**Exercise aim**
Your output should be the lines from the one with "Supply a phrase" through the last line of the records below, exactly as written, minus the pictures.

**Source records**
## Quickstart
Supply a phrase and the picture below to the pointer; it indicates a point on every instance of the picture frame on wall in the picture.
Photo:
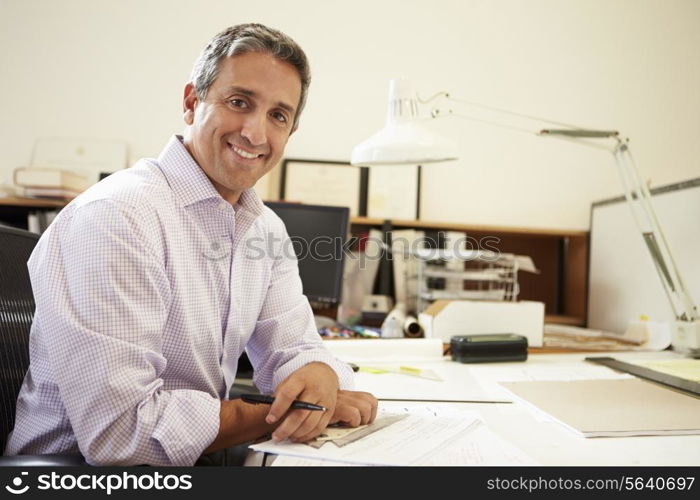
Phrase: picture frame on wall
(325, 182)
(393, 192)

**Response**
Supply a phrase and the picture below to the pointer; it indicates a point on every instance of the picture frame on wall in the picture.
Photo:
Phrase: picture frame on wall
(325, 182)
(393, 192)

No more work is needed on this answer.